start DOCUMENT SECTION

Non Millcomputing folks, please don't make changes to my pseudocode, at least not yet. Instead please make a separate sibling file in the Wiki.

I'm fighting the Wiki's formatting; probably best to view the source, rather than the Wikified version.

Some rough pseudocode follows. Note, I'm defaulting to the variable names used in the Wikipedia Newton-Raphson division algorithm, but lower-cased wherever possible.

Function (OK, really more of a macro for expansion)

divu(n,d) --> q, r

// For now, assume both n and d are // (a) unsigned, // (b) the same width and // (c) are less than 128 bits.

// Unless otherwise specified, all math operations are non-widening versions. //suspect there are some overflow checks that NEED to be added.

if (isNaR(n) || isNar(d)) {return NaR, NaR} // Handle NaR inputs

if (isNone(n) || isNone(d)) {return None, None} // Handle NaR inputs

if (0 == d) {return NaR, NaR} // Handle zero divisor

/* How do we determine what width the arguments are?

*
* The width matters, especially when either of the inputs 
* is already at max width (128 bits!!)

end DOCUMENT SECTION

### [SET TASK 1]
Report every line of the records below that contains the string "covered", and treat uppercase and lowercase as different.

start SUPPLIED DATA

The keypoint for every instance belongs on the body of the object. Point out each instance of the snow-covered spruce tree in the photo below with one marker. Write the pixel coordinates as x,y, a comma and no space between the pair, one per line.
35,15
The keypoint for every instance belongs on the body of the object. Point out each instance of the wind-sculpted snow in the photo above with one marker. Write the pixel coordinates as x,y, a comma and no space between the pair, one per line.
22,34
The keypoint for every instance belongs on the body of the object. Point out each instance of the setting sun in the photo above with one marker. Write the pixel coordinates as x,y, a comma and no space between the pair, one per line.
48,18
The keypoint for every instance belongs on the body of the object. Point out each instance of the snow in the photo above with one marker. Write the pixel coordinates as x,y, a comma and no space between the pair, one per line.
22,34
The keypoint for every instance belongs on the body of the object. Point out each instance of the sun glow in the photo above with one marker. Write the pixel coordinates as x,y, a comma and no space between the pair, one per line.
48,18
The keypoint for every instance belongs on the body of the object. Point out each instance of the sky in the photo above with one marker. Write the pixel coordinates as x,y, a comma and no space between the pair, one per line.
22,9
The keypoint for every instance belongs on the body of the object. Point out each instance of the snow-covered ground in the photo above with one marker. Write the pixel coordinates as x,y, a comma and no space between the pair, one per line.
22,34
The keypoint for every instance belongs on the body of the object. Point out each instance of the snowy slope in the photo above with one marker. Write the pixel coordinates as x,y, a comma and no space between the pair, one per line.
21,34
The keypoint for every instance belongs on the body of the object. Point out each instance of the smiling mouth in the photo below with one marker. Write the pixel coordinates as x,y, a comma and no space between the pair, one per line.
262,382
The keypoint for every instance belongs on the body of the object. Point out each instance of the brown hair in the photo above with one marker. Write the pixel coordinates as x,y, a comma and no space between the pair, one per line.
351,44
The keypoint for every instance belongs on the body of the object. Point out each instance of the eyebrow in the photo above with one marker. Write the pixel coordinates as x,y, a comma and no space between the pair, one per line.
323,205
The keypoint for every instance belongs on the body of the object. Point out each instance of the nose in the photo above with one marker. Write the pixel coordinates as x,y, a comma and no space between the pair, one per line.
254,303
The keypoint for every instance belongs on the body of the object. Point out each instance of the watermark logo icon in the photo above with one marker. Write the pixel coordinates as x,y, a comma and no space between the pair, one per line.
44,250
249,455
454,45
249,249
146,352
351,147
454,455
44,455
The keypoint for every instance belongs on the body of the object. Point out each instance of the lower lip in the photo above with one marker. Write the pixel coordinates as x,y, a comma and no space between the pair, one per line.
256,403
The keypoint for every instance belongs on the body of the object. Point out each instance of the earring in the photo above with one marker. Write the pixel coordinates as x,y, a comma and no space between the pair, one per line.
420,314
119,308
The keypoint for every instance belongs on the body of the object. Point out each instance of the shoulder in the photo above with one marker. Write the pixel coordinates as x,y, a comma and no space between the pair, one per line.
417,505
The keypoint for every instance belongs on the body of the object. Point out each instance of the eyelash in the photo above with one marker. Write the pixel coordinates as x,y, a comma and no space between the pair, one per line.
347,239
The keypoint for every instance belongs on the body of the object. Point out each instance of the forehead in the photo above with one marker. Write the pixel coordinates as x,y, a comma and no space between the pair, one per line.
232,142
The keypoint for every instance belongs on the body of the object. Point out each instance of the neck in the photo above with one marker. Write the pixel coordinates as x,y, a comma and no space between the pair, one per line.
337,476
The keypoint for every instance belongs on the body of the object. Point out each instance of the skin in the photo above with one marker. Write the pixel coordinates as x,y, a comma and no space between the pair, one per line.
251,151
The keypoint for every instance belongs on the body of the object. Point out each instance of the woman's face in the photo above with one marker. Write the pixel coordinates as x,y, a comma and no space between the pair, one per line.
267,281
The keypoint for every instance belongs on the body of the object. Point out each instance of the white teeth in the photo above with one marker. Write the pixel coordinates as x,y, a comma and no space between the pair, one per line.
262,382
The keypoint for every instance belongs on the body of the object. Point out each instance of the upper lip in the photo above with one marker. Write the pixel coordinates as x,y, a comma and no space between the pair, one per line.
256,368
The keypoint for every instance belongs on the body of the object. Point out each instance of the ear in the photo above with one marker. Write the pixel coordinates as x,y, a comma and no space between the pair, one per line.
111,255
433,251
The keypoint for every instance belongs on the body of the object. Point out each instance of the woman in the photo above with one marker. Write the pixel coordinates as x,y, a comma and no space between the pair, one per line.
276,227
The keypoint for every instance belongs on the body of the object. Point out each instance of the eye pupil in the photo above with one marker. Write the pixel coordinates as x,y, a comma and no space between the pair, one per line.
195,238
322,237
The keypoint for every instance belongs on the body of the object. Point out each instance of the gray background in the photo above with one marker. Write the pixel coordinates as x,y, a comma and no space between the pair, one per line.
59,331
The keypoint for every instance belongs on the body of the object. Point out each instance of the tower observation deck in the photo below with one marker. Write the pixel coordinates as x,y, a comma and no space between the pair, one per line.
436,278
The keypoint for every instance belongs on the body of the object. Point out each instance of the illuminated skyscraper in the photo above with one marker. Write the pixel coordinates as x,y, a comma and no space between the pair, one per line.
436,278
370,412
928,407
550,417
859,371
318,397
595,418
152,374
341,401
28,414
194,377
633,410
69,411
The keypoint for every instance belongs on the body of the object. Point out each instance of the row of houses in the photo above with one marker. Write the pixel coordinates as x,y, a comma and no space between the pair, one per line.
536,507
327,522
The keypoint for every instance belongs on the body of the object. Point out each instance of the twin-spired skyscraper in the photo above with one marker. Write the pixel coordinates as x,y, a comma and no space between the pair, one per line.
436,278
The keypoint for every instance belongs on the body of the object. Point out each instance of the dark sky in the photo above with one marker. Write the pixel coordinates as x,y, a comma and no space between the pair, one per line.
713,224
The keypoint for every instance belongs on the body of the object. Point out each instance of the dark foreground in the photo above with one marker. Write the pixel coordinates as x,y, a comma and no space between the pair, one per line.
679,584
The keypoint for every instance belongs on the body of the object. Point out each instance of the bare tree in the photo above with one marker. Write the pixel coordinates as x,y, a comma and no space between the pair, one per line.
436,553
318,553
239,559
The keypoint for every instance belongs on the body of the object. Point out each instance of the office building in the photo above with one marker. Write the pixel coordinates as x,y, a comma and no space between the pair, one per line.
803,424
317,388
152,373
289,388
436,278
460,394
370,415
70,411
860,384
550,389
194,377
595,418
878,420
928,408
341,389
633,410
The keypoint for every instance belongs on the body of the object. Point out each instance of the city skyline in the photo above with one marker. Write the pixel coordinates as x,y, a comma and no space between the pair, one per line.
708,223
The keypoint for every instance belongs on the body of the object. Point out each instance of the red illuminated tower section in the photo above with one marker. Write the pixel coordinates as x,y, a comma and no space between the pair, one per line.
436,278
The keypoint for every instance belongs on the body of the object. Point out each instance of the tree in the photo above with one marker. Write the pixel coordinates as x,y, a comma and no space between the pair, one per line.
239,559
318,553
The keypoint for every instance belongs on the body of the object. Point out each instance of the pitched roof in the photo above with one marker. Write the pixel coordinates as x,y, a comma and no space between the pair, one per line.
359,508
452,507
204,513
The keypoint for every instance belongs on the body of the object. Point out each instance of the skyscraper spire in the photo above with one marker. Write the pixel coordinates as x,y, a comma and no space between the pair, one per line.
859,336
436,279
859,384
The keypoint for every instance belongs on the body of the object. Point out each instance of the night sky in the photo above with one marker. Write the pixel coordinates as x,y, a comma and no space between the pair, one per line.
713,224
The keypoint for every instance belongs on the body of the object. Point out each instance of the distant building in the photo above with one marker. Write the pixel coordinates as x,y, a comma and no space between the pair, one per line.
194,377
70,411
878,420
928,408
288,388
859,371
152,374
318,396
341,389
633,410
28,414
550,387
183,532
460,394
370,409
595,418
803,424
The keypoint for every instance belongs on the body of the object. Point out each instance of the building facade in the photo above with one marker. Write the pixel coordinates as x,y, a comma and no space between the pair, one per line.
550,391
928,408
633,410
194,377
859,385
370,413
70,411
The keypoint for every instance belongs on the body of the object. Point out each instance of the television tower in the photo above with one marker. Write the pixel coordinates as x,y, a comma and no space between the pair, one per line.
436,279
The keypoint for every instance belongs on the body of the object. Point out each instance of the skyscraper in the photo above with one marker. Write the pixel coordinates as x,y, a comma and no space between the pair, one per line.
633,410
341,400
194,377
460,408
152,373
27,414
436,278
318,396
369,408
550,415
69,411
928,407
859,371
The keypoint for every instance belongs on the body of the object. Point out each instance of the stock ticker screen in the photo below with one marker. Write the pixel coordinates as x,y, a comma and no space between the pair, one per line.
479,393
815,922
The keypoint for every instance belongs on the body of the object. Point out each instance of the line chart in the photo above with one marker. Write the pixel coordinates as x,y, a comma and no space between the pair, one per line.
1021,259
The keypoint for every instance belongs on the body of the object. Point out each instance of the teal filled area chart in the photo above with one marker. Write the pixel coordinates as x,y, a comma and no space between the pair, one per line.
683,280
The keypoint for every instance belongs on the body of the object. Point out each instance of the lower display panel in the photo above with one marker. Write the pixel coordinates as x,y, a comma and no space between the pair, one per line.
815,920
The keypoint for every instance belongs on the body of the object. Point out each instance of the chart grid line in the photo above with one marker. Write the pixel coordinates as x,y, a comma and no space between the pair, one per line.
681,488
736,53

end SUPPLIED DATA

### [SET TASK 2]
Reproduce the part of the division pseudocode post above that opens with the words "Some rough pseudocode" and closes with "to be added.".

### [CORRECT RESULT 1]
The keypoint for every instance belongs on the body of the object. Point out each instance of the snow-covered spruce tree in the photo below with one marker. Write the pixel coordinates as x,y, a comma and no space between the pair, one per line.
The keypoint for every instance belongs on the body of the object. Point out each instance of the snow-covered ground in the photo above with one marker. Write the pixel coordinates as x,y, a comma and no space between the pair, one per line.

### [CORRECT RESULT 2]
Some rough pseudocode follows. Note, I'm defaulting to the variable names used in the Wikipedia Newton-Raphson division algorithm, but lower-cased wherever possible.

Function (OK, really more of a macro for expansion)

divu(n,d) --> q, r

// For now, assume both n and d are // (a) unsigned, // (b) the same width and // (c) are less than 128 bits.

// Unless otherwise specified, all math operations are non-widening versions. //suspect there are some overflow checks that NEED to be added.